* Task to complete *
Reproduce the rows verbatim, starting at the line that contains "Where can the short" and ending with the final row, both included.

* Dataset records *
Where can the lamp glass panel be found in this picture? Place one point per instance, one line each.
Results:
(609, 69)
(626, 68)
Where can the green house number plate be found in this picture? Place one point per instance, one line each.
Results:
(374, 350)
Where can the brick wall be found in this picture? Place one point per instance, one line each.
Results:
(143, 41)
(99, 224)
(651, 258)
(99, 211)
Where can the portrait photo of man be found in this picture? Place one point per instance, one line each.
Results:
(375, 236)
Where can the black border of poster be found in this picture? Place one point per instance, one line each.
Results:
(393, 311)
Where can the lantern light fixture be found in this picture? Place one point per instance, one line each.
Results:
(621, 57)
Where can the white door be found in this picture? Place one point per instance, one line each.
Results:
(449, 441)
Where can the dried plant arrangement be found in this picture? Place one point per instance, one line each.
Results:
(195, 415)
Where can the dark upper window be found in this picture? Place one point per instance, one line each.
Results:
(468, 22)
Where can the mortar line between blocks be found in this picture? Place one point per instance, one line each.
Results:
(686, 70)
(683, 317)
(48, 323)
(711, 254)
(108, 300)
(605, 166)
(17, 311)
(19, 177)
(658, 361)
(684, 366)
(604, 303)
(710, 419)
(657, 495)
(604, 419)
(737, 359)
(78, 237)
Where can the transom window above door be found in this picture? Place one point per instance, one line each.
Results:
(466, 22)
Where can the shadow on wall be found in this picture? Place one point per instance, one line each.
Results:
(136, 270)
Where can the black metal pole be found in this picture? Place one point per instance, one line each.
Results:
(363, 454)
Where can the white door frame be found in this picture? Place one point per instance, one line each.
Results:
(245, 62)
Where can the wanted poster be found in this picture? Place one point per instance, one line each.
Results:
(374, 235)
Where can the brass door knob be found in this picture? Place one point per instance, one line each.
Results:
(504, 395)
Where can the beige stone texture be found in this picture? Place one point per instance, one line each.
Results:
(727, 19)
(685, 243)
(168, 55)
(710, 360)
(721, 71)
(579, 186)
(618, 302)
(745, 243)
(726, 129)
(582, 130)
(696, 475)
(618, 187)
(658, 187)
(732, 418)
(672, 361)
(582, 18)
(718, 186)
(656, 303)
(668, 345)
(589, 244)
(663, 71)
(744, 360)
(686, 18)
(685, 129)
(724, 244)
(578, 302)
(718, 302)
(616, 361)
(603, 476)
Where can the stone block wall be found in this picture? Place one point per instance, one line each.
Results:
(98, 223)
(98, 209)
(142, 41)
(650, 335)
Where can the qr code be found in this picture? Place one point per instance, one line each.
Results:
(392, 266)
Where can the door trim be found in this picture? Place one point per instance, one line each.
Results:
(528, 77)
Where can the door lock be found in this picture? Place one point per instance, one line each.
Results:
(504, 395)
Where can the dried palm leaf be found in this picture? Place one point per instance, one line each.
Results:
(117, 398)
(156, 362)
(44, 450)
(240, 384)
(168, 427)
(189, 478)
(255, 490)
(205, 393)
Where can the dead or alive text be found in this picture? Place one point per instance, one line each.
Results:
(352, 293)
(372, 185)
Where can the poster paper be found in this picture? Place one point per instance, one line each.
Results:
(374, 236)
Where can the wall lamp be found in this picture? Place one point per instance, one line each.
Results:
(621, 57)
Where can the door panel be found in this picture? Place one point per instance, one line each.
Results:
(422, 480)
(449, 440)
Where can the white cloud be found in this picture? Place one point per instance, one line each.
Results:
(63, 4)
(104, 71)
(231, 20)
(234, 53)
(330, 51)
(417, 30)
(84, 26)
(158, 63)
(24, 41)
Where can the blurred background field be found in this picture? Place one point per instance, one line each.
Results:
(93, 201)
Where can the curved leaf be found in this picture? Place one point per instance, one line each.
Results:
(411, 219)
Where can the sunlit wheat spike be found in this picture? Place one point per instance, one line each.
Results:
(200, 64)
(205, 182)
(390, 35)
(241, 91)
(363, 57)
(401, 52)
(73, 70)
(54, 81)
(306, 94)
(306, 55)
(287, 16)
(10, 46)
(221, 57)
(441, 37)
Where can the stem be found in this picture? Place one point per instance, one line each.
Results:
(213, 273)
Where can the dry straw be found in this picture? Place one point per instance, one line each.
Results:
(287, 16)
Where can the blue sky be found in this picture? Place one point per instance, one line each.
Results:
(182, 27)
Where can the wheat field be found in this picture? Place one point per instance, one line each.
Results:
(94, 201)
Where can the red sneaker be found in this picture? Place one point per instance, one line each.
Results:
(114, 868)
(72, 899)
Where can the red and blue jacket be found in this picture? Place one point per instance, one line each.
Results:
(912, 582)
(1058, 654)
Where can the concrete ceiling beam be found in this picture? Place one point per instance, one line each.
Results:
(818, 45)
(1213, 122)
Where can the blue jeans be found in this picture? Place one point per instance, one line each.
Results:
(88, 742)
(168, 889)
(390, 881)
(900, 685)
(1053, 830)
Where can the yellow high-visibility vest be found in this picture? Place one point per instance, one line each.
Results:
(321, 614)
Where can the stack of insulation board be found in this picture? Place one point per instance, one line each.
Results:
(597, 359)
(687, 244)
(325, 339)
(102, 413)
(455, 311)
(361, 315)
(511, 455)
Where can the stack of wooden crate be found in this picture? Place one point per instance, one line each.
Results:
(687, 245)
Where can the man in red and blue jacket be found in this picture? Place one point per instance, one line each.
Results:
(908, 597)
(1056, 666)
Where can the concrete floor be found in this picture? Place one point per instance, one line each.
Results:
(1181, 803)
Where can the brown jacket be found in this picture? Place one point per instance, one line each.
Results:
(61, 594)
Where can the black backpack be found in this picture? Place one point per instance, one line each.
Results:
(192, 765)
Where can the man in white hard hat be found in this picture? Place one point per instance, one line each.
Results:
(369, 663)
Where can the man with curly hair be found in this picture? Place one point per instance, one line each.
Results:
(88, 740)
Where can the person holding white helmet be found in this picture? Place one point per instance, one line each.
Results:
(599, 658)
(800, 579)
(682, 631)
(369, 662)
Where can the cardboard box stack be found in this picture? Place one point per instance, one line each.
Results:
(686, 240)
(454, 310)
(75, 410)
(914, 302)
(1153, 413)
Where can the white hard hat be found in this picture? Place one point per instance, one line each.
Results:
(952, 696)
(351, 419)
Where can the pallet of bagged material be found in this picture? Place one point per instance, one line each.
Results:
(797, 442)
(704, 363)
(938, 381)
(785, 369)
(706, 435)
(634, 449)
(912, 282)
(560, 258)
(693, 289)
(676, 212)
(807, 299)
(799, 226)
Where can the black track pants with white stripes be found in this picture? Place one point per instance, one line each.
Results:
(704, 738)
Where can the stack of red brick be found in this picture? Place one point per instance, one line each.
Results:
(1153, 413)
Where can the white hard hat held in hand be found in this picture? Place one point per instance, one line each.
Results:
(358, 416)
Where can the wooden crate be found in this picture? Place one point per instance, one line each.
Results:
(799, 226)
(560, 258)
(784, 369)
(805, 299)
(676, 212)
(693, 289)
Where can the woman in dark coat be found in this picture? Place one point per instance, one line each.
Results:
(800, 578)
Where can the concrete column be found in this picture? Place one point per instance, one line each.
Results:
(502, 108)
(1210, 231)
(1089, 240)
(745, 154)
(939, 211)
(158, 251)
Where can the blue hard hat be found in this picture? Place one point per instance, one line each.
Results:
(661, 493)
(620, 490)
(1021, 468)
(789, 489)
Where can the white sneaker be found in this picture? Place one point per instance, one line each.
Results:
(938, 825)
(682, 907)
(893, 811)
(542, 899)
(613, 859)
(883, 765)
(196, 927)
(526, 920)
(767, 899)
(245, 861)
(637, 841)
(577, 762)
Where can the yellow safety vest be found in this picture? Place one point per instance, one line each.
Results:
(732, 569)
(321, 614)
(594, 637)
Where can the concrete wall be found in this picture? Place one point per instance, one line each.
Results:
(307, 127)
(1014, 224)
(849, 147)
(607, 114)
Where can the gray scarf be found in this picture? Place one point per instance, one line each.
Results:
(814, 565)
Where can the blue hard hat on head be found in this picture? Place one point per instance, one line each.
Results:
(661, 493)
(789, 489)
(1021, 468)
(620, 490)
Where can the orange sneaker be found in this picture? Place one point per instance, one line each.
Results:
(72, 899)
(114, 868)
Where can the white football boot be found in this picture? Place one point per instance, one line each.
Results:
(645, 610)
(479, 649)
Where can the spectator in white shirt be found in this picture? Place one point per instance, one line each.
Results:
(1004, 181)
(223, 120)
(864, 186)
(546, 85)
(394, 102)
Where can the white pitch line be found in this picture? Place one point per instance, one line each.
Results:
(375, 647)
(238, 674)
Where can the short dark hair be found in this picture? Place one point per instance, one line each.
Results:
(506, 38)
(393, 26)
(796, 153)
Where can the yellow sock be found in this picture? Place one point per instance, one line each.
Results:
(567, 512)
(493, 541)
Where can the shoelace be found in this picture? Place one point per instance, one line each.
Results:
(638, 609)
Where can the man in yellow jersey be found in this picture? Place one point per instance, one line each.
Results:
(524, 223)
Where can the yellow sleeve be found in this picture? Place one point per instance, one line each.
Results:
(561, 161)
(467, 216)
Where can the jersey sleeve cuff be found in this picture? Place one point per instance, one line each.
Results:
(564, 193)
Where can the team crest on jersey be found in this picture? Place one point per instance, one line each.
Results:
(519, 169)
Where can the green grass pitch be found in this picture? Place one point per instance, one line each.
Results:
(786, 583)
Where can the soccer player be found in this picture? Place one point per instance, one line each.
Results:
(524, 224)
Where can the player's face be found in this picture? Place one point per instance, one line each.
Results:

* Worked answer *
Where can the short dark hair be found in this picture? Place one point per instance, one line each.
Results:
(506, 38)
(393, 26)
(796, 153)
Where can the yellow sock be found in this picture? Place one point per instance, one line each.
Results:
(567, 512)
(493, 541)
Where can the shoelace be found in this picture? Place one point per instance, one line each.
Results:
(638, 609)
Where can the man in yellow jersey be found in this picture? Place one point per instance, one line each.
Results:
(524, 223)
Where can the yellow sleeve be found in this picture? Place one point per instance, one line each.
Results:
(561, 161)
(467, 216)
Where can the jersey sleeve cuff be found in this picture? Place one point per instance, one line each.
Results:
(564, 193)
Where can the team crest on jersey be found in this picture? Place one point per instance, one line each.
Results:
(519, 169)
Where can the green grass pitch be found in this picture? Place one point per instance, one line each.
Results:
(786, 583)
Where can the soccer player be found in this picture? Place one point per instance, one line each.
Results:
(524, 224)
Where can the player's face be found in this picture? Place one point per instance, one line each.
Results:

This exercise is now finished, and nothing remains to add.